**本文:**
***
(社福)救世軍社会事業団 救世軍自省館
今住まいが必要な人に~地域のセーフティネットとして~
掲載日:2022年10月3日
2022年9月号 TOPICS

2DKの一室(バストイレ付・洗面所あり)

2DKの一室(バストイレ付・洗面所あり)

1DKの一室(トイレ付)

1DKの一室(トイレ付)

 

◆支援は職員寮の1室から

1977年に清瀬市に開設された救世軍自省館は、生活保護法に基づく救護施設としてアルコール依存症の人に生活の場を提供し、生活支援をはじめさまざまな支援を行っています。2018年に生活困窮を理由に明日の住まいが必要な人の相談を自治体から受けたことをきっかけに、「施設で何かできないか」と地域に向けて一時的な住まい及び日常生活上の支援の提供始めました。それまで施設利用者の生活訓練用として確保していた職員寮の一室(1K・トイレ付)を使用し、対象は清瀬市民、利用期間は原則1か月として地域に開きました。

 

事業開始の18年度は全6件の申請のうち5件の利用。生活困窮等を理由とした20代単身女性やDV被害からの避難先として親子世帯での利用もありました。事業を進めていく中で確実なニーズを認識し、赤い羽根福祉基金からの助成金(※1)を利用し、20年には新たに1部屋(2DK・バストイレ付・洗面所あり)を整備しています。20年度は2部屋あわせて8件の利用。多くは生活福祉資金や生活保護受給までの仮住まいとしての利用でした。単身世帯から三世代世帯までと利用者層は幅広く、利用期間も最短で3日から長期では2か月超となりました。

 

21年度は、事業当初から使用していた1Kの部屋を本来の施設利用者の生活訓練として使用することが多くなり、2DKの部屋を中心に7件の利用となっています。21年度で助成事業は終了したため、現在は地域公益活動として、月々の食費や光熱費、備品購入費等の運営費用を捻出し、地域に向けた支援を継続しています。
***
**抽出データ:**
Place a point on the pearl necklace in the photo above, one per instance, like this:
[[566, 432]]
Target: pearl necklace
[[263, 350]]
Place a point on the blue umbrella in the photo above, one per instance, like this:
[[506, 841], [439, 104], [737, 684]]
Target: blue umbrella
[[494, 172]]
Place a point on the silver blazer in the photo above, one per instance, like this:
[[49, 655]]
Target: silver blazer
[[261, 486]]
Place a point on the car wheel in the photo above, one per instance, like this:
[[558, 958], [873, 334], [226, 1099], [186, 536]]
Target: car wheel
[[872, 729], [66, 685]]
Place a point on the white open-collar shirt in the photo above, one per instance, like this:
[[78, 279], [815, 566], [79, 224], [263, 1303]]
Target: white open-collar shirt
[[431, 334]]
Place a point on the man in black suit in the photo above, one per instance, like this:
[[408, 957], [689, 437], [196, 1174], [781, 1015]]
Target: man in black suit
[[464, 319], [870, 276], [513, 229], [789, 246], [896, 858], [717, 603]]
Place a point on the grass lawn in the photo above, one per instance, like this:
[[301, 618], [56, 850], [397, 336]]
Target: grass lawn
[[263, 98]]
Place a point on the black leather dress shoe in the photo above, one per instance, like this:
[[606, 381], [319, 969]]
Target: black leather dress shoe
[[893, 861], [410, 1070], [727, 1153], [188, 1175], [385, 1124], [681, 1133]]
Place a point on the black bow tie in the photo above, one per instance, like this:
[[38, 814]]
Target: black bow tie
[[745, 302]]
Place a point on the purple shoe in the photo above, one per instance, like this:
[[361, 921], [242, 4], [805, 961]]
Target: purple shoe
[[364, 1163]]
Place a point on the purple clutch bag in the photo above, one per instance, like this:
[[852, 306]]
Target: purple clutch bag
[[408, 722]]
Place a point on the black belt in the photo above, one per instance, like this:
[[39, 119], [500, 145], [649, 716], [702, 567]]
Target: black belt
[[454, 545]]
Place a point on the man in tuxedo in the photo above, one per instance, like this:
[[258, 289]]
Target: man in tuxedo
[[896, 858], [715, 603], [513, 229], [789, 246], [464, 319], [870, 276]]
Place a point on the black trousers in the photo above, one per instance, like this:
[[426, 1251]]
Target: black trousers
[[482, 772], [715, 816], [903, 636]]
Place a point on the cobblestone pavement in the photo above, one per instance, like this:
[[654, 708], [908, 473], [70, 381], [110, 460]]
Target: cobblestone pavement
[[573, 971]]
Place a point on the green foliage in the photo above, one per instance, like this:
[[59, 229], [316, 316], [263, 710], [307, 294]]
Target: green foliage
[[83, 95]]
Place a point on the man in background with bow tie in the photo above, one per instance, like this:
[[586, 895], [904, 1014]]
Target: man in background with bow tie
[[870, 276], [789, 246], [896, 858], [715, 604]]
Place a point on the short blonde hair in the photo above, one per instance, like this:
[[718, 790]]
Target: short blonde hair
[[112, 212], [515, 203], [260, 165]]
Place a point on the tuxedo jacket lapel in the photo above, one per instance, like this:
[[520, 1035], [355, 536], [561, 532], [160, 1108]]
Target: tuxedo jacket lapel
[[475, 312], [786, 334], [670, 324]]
***
**練習問題:**
**a)** 本文を読んで、次の問いに答えてください。
(i) 救世軍自省館が清瀬市に開設されたのは何年ですか。
(ii) 20年度は、2部屋あわせて何件の利用がありましたか。
(iii) 21年度の利用は何件でしたか。
**b)** 本文の「1977年に清瀬市に開設され」から「向けた支援を継続しています。」までの部分を、一字も変えずに書き写してください。
このデータは本文の内容とは関係ありません。

**解答例:**
**a)**
(i) 1977年
(ii) 8件
(iii) 7件

**b)**
1977年に清瀬市に開設された救世軍自省館は、生活保護法に基づく救護施設としてアルコール依存症の人に生活の場を提供し、生活支援をはじめさまざまな支援を行っています。2018年に生活困窮を理由に明日の住まいが必要な人の相談を自治体から受けたことをきっかけに、「施設で何かできないか」と地域に向けて一時的な住まい及び日常生活上の支援の提供始めました。それまで施設利用者の生活訓練用として確保していた職員寮の一室(1K・トイレ付)を使用し、対象は清瀬市民、利用期間は原則1か月として地域に開きました。

 

事業開始の18年度は全6件の申請のうち5件の利用。生活困窮等を理由とした20代単身女性やDV被害からの避難先として親子世帯での利用もありました。事業を進めていく中で確実なニーズを認識し、赤い羽根福祉基金からの助成金(※1)を利用し、20年には新たに1部屋(2DK・バストイレ付・洗面所あり)を整備しています。20年度は2部屋あわせて8件の利用。多くは生活福祉資金や生活保護受給までの仮住まいとしての利用でした。単身世帯から三世代世帯までと利用者層は幅広く、利用期間も最短で3日から長期では2か月超となりました。

 

21年度は、事業当初から使用していた1Kの部屋を本来の施設利用者の生活訓練として使用することが多くなり、2DKの部屋を中心に7件の利用となっています。21年度で助成事業は終了したため、現在は地域公益活動として、月々の食費や光熱費、備品購入費等の運営費用を捻出し、地域に向けた支援を継続しています。